The Velvet Muzzle: Unwritten Rules and Unspoken Costs for Rabbinic Elites

I’m quoting Jeff Tucker, but it’s the same here (or moreso), סדנא דארעא חד הוא:

Entering into the upper echelons of opinion making, whether in academia or media or civil society generally, requires three types of training. First, you need to develop expertise in some area or at least be able to present evidence that other experts regard you as an expert. Second, you need to show evidence that you can speak the rarified form of language that is reserved to elite opinion, which has its own special vocabulary for communication and cultural signalling. And third, you need to develop proficiency in knowing what to say and believe.

This is what advanced training amounts to. Master all three, and you cross into a different realm from that inhabited by the rabble. Staying in that place requires close adherence to the rules and the presentation of ongoing evidence that you are willing to play the game, even better if you strongly believe in the game itself.

There is a narrow bound of opinion holding that pertains at all times. In moments of genuine crisis – disruptive political leaders, wars, huge legislative changes, trade agreements, pandemic responses – when the stakes grow much higher, the enforcement of these rules becomes much more strict. The slightest deviation raises eyebrows and reduces trust in your reliability.

Everyone in these realms knows what to do and say. That’s not even a question. The issue becomes: what does one do when the intellect and conscience conspire to lead one into a position of dissent from the prevailing orthodoxy? That’s when you have to size up the costs and benefits of courage. The costs are overwhelming: the risk of power, position, material support, reputation, and legacy. The benefits come down to the feeling of having done the right thing.

▸ INPUT DATA:
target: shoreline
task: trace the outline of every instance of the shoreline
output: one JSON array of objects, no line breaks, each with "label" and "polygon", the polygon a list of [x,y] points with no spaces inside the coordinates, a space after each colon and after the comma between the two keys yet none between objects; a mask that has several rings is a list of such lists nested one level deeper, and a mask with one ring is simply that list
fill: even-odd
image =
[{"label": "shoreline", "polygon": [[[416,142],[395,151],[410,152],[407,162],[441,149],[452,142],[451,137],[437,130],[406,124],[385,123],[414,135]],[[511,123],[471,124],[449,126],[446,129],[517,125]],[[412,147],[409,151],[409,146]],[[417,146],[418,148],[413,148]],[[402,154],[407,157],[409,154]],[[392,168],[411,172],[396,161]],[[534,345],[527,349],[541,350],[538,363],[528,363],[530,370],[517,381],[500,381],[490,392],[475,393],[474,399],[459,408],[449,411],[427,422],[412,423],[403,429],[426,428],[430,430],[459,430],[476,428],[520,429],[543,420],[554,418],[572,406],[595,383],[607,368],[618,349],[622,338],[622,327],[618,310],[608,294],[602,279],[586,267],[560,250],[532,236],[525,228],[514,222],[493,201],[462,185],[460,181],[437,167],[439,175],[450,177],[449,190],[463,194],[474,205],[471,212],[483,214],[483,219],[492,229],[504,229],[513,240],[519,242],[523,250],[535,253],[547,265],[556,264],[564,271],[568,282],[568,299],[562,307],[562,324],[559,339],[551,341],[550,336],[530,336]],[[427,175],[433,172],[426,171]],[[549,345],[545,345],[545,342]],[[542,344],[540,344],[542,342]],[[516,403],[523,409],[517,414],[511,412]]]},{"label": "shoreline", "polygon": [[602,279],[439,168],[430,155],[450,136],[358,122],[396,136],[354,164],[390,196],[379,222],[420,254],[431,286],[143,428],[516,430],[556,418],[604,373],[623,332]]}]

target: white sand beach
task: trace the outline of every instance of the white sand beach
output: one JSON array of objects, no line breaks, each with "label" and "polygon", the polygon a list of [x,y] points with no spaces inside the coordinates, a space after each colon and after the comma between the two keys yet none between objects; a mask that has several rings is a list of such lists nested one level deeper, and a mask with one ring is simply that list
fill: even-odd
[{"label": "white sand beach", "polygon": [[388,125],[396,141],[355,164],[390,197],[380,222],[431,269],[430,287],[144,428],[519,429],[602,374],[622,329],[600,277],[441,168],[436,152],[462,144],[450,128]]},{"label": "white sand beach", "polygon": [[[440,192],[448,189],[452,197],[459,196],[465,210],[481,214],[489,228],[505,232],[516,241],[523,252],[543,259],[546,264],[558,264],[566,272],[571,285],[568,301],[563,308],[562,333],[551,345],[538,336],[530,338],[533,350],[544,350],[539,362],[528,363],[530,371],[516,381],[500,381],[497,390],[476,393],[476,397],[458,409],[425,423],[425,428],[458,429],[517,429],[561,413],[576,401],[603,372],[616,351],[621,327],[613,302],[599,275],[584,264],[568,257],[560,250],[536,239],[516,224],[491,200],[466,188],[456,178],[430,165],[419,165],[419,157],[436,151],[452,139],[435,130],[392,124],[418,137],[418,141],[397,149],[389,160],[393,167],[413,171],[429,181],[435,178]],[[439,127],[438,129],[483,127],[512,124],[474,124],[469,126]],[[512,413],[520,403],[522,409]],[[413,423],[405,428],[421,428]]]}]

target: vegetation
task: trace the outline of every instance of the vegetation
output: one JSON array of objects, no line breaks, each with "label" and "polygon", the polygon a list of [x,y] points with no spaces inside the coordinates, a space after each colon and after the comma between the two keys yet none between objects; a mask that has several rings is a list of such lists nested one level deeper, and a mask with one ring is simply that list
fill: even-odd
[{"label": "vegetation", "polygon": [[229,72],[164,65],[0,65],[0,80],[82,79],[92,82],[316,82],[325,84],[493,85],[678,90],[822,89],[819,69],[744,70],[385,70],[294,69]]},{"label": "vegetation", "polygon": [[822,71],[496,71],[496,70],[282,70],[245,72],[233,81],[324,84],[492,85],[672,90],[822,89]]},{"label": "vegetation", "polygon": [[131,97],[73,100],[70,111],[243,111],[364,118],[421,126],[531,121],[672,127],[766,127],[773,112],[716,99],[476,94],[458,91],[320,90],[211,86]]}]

▸ WHAT IS NEEDED:
Please reproduce the passage from the text on rabbinic elites above word for word, starting with "This is what" and going on through "the game itself.".

▸ RESPONSE BELOW:
This is what advanced training amounts to. Master all three, and you cross into a different realm from that inhabited by the rabble. Staying in that place requires close adherence to the rules and the presentation of ongoing evidence that you are willing to play the game, even better if you strongly believe in the game itself.